** Opening Extracted entries block **
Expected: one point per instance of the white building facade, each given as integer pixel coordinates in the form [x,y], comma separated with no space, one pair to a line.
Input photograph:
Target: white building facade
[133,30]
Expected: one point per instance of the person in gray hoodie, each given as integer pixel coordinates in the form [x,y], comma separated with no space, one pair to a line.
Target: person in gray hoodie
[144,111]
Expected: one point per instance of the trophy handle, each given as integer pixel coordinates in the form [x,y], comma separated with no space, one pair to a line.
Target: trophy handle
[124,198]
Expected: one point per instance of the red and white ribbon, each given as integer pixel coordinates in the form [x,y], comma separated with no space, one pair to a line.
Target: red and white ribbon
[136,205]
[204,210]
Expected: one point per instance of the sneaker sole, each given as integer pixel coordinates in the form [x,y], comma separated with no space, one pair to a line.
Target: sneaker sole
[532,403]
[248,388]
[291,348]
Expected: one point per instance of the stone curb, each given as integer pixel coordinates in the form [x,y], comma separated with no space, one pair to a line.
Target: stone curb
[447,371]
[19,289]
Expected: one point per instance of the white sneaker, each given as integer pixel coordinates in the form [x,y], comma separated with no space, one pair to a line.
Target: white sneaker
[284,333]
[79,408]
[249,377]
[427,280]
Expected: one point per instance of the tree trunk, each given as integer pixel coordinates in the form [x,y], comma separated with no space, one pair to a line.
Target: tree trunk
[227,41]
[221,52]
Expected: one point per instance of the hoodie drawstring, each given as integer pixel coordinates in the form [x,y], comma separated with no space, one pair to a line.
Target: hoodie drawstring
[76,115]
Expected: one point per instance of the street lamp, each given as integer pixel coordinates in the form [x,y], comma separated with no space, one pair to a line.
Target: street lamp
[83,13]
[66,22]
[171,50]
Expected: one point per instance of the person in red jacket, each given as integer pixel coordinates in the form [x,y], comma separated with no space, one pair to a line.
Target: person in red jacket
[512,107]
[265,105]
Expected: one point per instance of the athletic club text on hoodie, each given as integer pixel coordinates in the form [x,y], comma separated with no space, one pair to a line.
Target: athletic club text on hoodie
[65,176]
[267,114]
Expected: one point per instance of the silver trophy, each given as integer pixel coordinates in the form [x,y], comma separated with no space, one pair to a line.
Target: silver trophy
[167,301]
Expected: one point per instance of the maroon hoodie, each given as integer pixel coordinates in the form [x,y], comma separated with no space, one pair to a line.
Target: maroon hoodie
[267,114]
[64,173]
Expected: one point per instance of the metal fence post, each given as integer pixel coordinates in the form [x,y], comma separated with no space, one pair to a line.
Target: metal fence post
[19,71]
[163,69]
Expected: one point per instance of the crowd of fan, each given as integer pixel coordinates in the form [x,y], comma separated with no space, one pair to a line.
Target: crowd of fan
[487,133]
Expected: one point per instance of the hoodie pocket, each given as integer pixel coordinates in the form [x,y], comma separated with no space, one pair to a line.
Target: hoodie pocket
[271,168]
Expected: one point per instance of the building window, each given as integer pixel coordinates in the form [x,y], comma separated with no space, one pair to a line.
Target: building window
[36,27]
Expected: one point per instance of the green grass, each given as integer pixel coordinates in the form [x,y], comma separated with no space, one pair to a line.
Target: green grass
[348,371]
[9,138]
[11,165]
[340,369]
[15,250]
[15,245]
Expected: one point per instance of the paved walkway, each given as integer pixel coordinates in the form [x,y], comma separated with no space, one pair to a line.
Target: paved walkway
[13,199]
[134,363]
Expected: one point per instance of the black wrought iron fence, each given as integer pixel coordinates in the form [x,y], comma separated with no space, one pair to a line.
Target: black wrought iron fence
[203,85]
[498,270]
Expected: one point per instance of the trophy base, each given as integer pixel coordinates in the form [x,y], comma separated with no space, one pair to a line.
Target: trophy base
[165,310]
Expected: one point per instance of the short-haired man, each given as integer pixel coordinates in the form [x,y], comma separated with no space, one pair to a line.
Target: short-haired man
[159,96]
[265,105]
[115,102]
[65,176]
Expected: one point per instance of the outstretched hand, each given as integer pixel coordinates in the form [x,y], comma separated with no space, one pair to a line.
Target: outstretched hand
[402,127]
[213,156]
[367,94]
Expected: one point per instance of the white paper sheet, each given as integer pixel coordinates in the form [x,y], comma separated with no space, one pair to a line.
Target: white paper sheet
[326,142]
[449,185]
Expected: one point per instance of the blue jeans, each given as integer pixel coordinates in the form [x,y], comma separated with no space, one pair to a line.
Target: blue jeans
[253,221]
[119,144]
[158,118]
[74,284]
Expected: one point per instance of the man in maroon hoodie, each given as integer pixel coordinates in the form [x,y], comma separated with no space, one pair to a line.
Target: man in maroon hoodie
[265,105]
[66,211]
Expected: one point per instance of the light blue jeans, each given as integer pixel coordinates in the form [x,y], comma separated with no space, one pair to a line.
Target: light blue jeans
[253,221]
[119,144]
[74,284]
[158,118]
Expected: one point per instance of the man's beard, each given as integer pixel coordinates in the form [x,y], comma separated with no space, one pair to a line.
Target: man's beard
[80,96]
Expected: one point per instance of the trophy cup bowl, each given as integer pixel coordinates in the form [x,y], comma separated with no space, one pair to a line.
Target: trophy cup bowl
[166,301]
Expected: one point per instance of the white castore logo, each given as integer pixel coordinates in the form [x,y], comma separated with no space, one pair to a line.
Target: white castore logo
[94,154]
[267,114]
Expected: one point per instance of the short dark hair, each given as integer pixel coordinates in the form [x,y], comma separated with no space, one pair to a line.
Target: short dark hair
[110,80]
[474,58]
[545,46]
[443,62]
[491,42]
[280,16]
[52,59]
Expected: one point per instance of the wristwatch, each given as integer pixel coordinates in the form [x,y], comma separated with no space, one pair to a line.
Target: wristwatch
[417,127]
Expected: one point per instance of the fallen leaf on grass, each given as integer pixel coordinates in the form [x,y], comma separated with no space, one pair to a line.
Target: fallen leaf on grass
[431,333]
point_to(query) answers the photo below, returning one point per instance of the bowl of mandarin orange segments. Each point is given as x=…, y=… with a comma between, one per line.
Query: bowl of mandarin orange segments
** Closing Extracted entries block **
Exercise details —
From the first line down to the last, give the records again exactly.

Exercise answer —
Expected: one point per instance of the white building facade, each given as integer pixel coordinates in the form [x,y], comma separated with no space, one pair to a line.
Input photograph:
Target: white building facade
[133,30]
Expected: one point per instance of the person in gray hoodie, each given as integer pixel coordinates in the form [x,y], comma separated with no space, one pair to a line.
Target: person in gray hoodie
[144,111]
Expected: one point per instance of the trophy handle, each given as integer pixel coordinates in the form [x,y], comma separated with no space, one pair to a line.
Target: trophy handle
[124,198]
Expected: one point per instance of the red and white ribbon, each given as integer pixel coordinates in the form [x,y], comma separated with no space, one pair to a line.
Target: red and white ribbon
[136,205]
[204,210]
Expected: one point per instance of the sneaker sole, each given as integer pixel coordinates in the form [x,y], comma separated with no space, one pair to a line.
Target: sneaker sole
[532,403]
[248,388]
[291,348]
Expected: one point per instance of the stone curb, each given as integer pixel coordinates in the form [x,y], comma separated with no space, one pair to a line.
Target: stone curb
[447,371]
[19,289]
Expected: one point per instance of the white sneaker, each given as integer pixel coordinates in the form [x,y], comma separated with no space, one pair to a line.
Target: white sneaker
[284,333]
[79,408]
[249,377]
[427,280]
Expected: one point per instance of the tree trunk, each given as integer pixel coordinates in the form [x,y], comma separated with no space, one pair to a line.
Target: tree trunk
[227,41]
[221,52]
Expected: one point per instance of the hoodie drawstring, each given as integer pixel coordinates in the form [x,y], comma separated with no space, one pair to a line.
Target: hoodie drawstring
[76,115]
Expected: one point per instance of the street lamp, each given as integer pixel coordinates in the form [x,y], comma separated with no space, one pair to a line.
Target: street lamp
[83,13]
[66,22]
[171,50]
Expected: one point per instance of the person in red jacket, each given as integer pixel coordinates in the form [x,y], comma separated with no space, one pair to a line.
Target: person in red jacket
[512,107]
[265,105]
Expected: one point per instance of the athletic club text on hoodie, each given as integer pixel coordinates in the form [x,y], comma separated with no space, one pair to a line.
Target: athletic club text on hoodie
[65,176]
[267,114]
Expected: one point per instance of the silver trophy, each given as integer pixel coordinates in the form [x,y], comma separated with no space, one pair to a line.
Target: silver trophy
[167,301]
Expected: one point per instance of the maroon hoodie, each given as integer pixel coordinates in the form [x,y], comma separated with no space, one pair to a line.
Target: maroon hoodie
[267,114]
[64,173]
Expected: one point per instance of the metal fence post, each given as integer pixel coordinates in the form [x,y], comma separated with no space, one pair to a line.
Target: metal fence post
[19,71]
[163,69]
Expected: one point per instance of the crowd of fan, each given as integer pixel coordinates in the form [x,y], comma separated with no space, one pair to a line.
Target: crowd of fan
[487,133]
Expected: one point per instance of the hoodie pocket, each given as integer pixel coordinates in the form [x,y], comma separated with no space, one pair to a line.
Target: hoodie pocket
[271,168]
Expected: one point per instance of the building window, each given as integer pixel coordinates in the form [x,y], comma separated with no space, one pair to a line.
Target: building window
[36,27]
Expected: one point per instance of the green grass, each given as integer pixel coordinates in the form [x,y], comma separated with no space, one pair to a line.
Target: green grass
[348,371]
[9,138]
[11,165]
[340,369]
[15,250]
[15,245]
Expected: one point per instance of the paved walkway, each given as integer pixel coordinates in the form [x,y], comma separated with no space, one pair to a line.
Target: paved walkway
[13,199]
[134,363]
Expected: one point per instance of the black wrought iron fence, each given as integer pixel coordinates in the form [x,y], comma separated with no space, one pair to a line.
Target: black wrought iron fence
[203,85]
[498,270]
Expected: one point per instance of the trophy base, each given as integer pixel coordinates in the form [x,y], comma separated with no space, one pair to a line.
Target: trophy base
[165,310]
Expected: one point per instance of the short-haired man, each given as integer pixel coordinates in the form [x,y], comma separated with no space, one pair to a line.
Target: short-haired man
[159,96]
[265,105]
[115,102]
[65,176]
Expected: one point per instance of the outstretched hand, each given as integer pixel coordinates in the form [x,y], comma separated with no space, one pair to a line.
Target: outstretched hand
[402,127]
[213,156]
[367,94]
Expected: one point per instance of the white paper sheet, each given as integer pixel coordinates in the form [x,y], comma separated with no space, one pair to a line.
Target: white paper sheet
[326,142]
[449,185]
Expected: one point per instance of the blue jeans, each given as integer pixel coordinates in the form [x,y], comma separated with no space, one pair to a line.
Target: blue jeans
[253,221]
[119,144]
[158,118]
[74,284]
Expected: one point per instance of the man in maroon hoodie, each given as integer pixel coordinates in the form [x,y], comma separated with no space, one pair to a line.
Target: man in maroon hoodie
[265,105]
[66,211]
Expected: one point per instance of the light blue jeans, each given as integer pixel coordinates in the form [x,y], comma separated with no space, one pair to a line.
Target: light blue jeans
[253,221]
[119,144]
[74,284]
[158,118]
Expected: one point per instance of the man's beard, each given as integer pixel coordinates in the form [x,y], comma separated with no space, one pair to a line.
Target: man's beard
[80,96]
Expected: one point per instance of the trophy cup bowl, each given as integer pixel coordinates in the form [x,y], comma separated with no space, one pair to a line.
Target: trophy cup bowl
[166,301]
Expected: one point per instance of the white castore logo, each given as integer pixel coordinates in the form [x,y], comma separated with no space, one pair to a line.
Target: white castore logo
[94,154]
[267,114]
Expected: one point per instance of the short dark hair, each given as integer pixel coordinates in the form [x,y], comma separated with no space, one pair to a line.
Target: short dark hair
[110,80]
[474,58]
[545,46]
[443,62]
[491,42]
[280,16]
[52,59]
Expected: one point per instance of the wristwatch, each given as integer pixel coordinates in the form [x,y], comma separated with no space, one pair to a line.
Target: wristwatch
[417,127]
Expected: one point per instance of the fallen leaf on grass, each given as integer pixel coordinates in the form [x,y], comma separated with no space, one pair to a line.
Target: fallen leaf on grass
[431,333]
point_to(query) answers the photo below, returning one point per instance of the bowl of mandarin orange segments. Each point is given as x=…, y=… with a comma between, one per line.
Query: bowl of mandarin orange segments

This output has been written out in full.